(PASSAGE PROVIDED)
Class II features include one or more of average length of voiced
segment, average length of speaking segment, fraction of time
speaking, voicing rate, fraction speaking over, average number of
short speaking segments per minute, entropy of speaking lengths and
entropy of pause lengths.
[0014] The objective signal may be analyzed and correlated to the
clinical rating scale by providing inputs from a plurality of
models (m) and uniquely corresponding meta models (m') to a neural
network. Information for correlating the objective signal to the
clinical rating scale is generated by the neural network on the
basis of said inputs. Inputs are provided by the models (m) and
meta models (m') on the basis of voice features extracted from the
objective signal. A score on the clinical rating scale is predicted
by each model (m). A corresponding confidence rating is provided by
each meta model (m'). The confidence rating provided by each meta
model (m') may include a higher rating when the respective model
(m) is probabilistically correct, and a lower rating when the
respective model (m) is probabilistically incorrect.
[0015] In various embodiments of the present invention, the method
for performing clinical assessment of a patient may be provided as
a computer program product having computer readable instructions
embodied therein.
[0016] These and other features and advantages of the present
disclosure will be apparent to those skilled in the art of
statistics driven clinical assessments from a review of the
following detailed descriptions along with the accompanying
figures.
BRIEF DESCRIPTION OF THE DRAWINGS
[0017] FIG. 1 provides an illustrative flowchart comprehending
overall realization of the method of the present disclosure;
[0018] FIG. 2 describes a time varying clinical assessment that is
used in FIG. 4;
[0019] FIG. 3 describes a time varying objective assessment that is
used in FIG. 4;
[0020] FIG. 4 provides a more detailed illustration of the overall
realization of the method of the present disclosure;
[0021] FIG. 5 shows an embodiment of the disclosure in which a
mathematical model M1 of FIG. 4 is computed based on training the
model using the data of the clinical rating scale and signals
across many individuals;
[0022] FIG. 6 shows an embodiment of the disclosure in which a
mathematical model M1 of FIG. 1 is computed based on training the
model using the data of the clinical rating scale and signals
within a single individual over time;
[0023] FIGS. 7, 8 and 9 provides background that motivates an
example of a mathematical model M2 that can improve the reliability
of a signal (e.g. A in FIG. 4) by combining it with another signal
(e.g. B in FIG. 4);
[0024] FIG. 10 provides a preferred mode of the present
disclosure;
[0025] FIG. 11 provides an example of a mathematical model M0 used
to extract voice features of FIG. 10; and
[0026] FIG. 12 provides an example of the mathematical model M1
used to estimate the mood rating based on the voice features of
FIG. 10.

Data excerpts

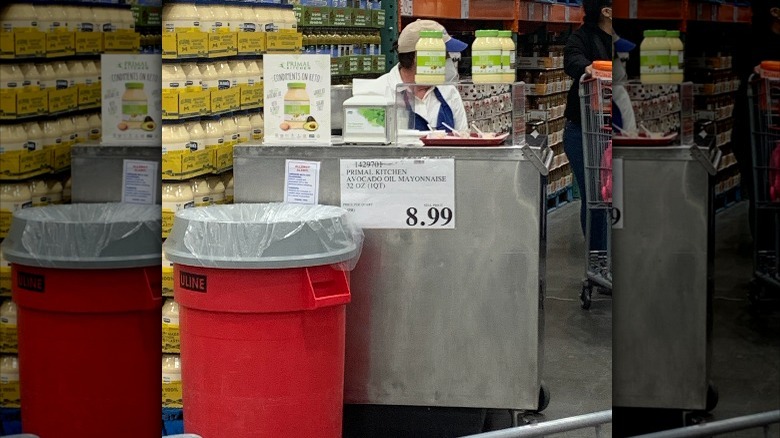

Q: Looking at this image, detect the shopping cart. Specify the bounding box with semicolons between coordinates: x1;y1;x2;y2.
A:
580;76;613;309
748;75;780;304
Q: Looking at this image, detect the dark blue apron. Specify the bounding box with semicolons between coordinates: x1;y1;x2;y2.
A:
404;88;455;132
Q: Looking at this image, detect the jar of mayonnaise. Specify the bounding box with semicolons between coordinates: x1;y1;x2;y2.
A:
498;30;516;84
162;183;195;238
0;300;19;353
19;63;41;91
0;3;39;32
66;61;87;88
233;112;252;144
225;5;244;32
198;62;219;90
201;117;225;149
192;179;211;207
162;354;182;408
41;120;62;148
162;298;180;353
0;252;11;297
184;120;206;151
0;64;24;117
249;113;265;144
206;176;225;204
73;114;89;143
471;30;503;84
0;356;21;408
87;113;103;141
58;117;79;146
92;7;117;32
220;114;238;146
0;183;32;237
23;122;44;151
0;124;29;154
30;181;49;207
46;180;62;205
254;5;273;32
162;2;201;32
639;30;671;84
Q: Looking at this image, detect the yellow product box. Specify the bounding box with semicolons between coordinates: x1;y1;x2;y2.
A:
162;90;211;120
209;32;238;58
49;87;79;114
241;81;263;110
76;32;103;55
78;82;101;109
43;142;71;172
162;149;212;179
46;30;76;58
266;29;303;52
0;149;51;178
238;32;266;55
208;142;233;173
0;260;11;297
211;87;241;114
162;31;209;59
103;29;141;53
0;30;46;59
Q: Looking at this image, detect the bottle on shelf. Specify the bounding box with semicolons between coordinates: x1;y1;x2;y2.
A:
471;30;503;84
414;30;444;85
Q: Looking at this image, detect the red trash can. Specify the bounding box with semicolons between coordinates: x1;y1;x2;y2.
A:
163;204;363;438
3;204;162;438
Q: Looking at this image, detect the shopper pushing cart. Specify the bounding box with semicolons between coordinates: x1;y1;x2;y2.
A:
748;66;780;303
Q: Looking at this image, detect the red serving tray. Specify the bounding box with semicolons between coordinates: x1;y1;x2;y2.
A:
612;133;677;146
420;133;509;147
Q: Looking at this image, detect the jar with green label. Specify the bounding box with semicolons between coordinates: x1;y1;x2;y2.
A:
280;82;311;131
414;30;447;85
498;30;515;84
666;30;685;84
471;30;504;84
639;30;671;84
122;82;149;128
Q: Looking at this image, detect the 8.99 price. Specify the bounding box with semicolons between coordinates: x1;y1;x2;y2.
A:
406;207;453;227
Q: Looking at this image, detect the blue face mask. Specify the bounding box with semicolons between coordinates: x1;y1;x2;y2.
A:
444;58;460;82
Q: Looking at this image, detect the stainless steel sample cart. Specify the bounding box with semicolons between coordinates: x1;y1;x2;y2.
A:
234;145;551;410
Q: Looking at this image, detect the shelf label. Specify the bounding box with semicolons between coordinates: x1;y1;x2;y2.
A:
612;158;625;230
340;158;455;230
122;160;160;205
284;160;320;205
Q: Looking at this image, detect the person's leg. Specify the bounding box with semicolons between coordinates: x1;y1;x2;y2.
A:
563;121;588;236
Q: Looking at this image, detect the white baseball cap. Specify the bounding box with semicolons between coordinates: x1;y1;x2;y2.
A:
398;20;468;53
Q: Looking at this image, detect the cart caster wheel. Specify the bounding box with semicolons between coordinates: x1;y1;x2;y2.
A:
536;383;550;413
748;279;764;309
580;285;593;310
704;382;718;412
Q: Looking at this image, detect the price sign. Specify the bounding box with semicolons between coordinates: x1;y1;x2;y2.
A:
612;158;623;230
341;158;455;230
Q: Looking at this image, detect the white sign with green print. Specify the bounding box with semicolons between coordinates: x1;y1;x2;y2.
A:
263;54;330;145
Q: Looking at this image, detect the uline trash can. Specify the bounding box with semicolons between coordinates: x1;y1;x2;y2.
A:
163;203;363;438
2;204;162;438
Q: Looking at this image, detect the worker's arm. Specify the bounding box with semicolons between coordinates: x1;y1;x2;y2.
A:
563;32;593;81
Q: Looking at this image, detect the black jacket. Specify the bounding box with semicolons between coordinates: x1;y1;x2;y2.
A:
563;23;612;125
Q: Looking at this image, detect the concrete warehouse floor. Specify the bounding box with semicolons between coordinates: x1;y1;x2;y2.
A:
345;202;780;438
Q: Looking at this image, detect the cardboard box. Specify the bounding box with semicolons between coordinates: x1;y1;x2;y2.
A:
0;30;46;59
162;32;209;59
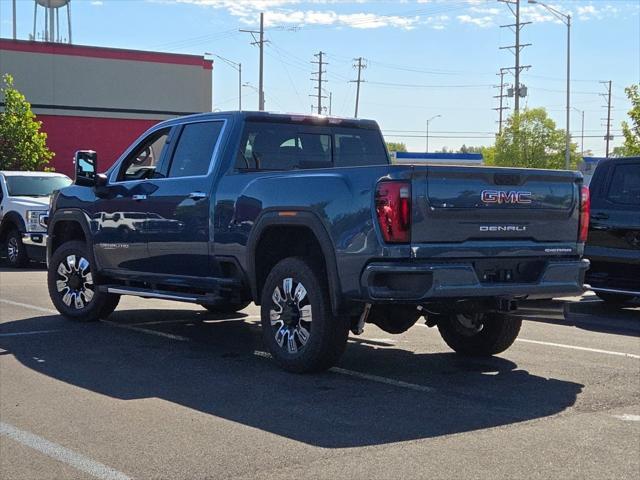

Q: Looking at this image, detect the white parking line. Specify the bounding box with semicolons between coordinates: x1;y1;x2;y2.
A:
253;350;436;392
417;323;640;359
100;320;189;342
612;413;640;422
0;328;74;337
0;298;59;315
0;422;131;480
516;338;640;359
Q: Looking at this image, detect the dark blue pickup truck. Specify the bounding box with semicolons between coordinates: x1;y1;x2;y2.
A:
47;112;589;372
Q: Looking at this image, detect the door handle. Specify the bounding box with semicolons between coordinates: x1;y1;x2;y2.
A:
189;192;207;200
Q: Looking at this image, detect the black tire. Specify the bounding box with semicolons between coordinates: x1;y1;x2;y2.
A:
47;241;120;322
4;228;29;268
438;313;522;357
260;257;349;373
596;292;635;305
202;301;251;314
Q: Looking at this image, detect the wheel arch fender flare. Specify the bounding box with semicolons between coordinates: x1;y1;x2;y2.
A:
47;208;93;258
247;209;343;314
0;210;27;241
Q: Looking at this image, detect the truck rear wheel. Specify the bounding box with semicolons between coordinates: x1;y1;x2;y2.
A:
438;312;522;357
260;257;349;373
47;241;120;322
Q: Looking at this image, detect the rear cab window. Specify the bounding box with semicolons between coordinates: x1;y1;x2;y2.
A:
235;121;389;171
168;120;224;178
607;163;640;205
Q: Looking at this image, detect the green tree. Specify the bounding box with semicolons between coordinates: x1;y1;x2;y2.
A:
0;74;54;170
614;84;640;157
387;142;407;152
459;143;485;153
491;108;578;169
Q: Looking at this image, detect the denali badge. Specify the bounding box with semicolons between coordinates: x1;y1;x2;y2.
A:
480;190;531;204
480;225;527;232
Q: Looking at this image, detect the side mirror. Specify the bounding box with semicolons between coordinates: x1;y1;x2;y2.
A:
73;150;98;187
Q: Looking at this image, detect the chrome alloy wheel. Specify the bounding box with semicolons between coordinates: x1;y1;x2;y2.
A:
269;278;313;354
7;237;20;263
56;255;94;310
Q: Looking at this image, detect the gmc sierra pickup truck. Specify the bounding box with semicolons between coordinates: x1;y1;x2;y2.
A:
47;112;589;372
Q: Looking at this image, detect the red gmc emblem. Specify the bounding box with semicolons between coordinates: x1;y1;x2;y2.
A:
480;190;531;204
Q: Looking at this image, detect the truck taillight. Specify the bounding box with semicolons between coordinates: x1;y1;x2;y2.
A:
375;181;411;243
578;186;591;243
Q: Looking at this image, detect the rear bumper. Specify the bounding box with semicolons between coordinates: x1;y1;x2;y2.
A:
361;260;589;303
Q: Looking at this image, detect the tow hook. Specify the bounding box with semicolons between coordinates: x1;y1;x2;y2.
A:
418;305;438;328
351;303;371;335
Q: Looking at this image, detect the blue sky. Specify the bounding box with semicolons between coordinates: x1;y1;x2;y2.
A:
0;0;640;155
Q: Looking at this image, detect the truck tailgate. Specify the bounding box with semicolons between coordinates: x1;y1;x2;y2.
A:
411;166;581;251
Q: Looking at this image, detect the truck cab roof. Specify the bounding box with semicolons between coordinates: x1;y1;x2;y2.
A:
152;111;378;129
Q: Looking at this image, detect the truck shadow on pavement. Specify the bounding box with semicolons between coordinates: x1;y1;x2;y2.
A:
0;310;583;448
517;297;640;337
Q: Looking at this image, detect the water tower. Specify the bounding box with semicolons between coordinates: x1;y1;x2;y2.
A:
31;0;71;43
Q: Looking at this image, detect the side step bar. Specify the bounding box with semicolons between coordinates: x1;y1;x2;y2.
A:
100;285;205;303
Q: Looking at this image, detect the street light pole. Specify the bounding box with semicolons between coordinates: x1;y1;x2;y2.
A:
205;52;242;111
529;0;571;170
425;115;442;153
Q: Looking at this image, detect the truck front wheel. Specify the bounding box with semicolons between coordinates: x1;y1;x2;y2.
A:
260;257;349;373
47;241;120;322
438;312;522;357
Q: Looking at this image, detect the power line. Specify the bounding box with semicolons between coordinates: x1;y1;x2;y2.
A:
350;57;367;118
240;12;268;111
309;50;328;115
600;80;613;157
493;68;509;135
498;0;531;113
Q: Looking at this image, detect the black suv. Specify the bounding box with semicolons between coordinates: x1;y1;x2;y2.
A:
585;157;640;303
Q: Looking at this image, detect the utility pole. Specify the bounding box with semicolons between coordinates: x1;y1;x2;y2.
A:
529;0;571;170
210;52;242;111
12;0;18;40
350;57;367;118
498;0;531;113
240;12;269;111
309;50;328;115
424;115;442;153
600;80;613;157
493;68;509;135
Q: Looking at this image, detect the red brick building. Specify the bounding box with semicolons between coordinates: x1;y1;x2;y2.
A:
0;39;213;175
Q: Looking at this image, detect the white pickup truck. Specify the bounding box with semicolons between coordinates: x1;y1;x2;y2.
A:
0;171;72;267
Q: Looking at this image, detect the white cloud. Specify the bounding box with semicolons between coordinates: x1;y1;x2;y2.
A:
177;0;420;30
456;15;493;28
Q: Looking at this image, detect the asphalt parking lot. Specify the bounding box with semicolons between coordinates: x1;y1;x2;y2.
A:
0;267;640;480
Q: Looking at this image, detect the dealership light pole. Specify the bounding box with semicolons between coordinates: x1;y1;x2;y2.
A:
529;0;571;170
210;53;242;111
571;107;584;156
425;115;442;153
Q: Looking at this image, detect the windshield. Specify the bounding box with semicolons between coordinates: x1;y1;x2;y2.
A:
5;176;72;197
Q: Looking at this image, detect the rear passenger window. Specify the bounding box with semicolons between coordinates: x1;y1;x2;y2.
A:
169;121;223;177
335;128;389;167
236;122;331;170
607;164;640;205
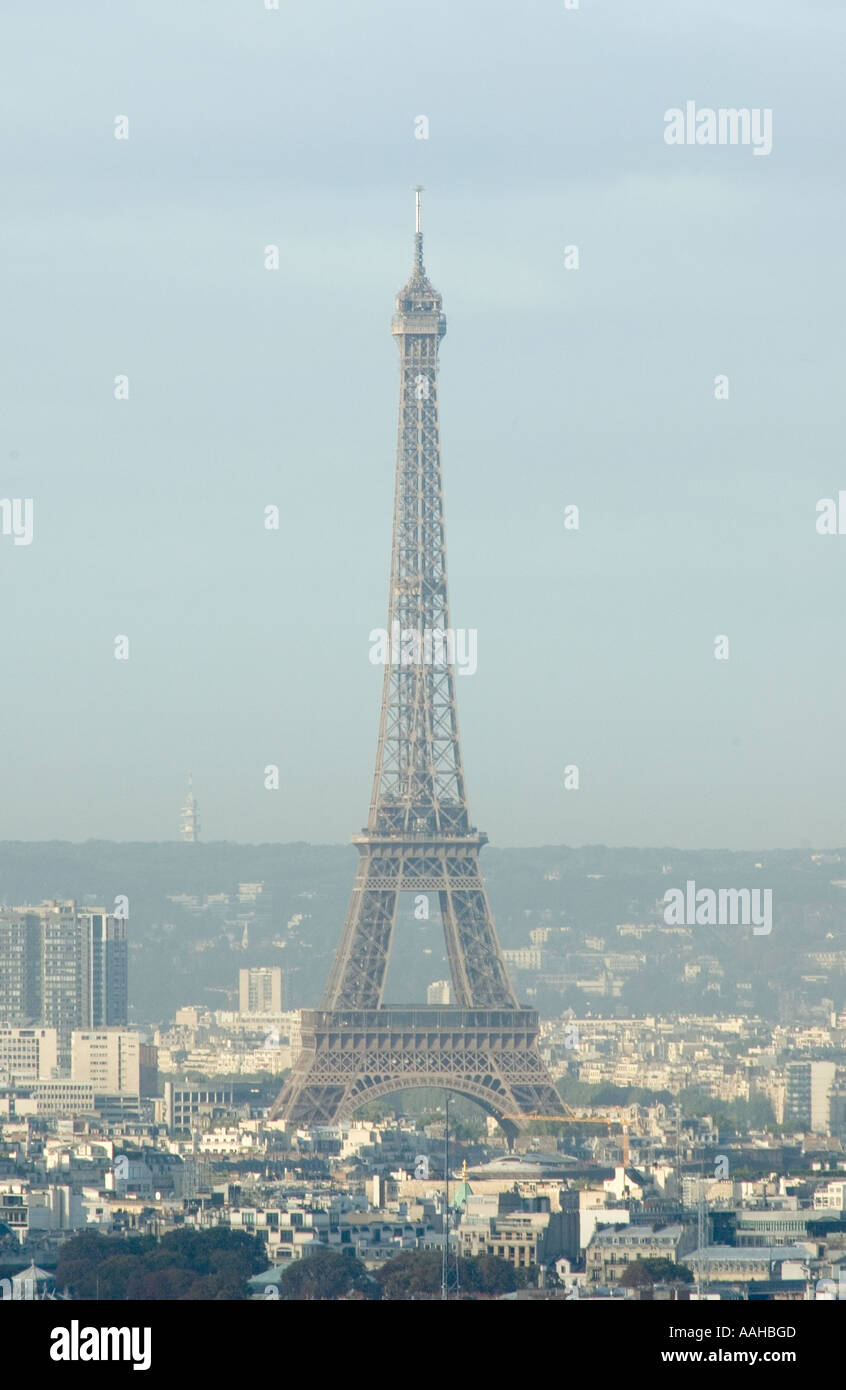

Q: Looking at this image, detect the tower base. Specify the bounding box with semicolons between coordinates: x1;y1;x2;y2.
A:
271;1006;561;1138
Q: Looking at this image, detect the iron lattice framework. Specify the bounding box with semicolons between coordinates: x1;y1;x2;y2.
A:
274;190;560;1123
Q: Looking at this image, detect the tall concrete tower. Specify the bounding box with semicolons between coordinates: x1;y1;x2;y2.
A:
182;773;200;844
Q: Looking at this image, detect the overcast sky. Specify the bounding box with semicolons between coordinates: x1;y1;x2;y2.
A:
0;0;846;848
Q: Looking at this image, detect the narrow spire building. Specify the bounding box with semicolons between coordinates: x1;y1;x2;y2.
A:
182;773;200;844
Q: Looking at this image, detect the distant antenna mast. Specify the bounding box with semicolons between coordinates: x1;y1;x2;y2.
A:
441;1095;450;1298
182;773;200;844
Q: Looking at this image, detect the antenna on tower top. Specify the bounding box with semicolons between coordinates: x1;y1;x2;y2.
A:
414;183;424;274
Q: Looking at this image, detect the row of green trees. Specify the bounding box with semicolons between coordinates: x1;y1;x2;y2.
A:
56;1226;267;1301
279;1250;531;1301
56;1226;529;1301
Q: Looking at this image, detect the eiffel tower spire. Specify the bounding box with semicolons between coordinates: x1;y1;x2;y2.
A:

(EXERCISE DESCRIPTION)
Answer these questions from the clinical assessment excerpt:
1. What does each meta model (m') provide?
2. What does FIG. 2 describe?
3. What does FIG. 11 provide an example of?

(RESULT OF THE EXERCISE)
1. A corresponding confidence rating.
2. A time varying clinical assessment that is used in FIG. 4.
3. A mathematical model M0 used to extract voice features of FIG. 10.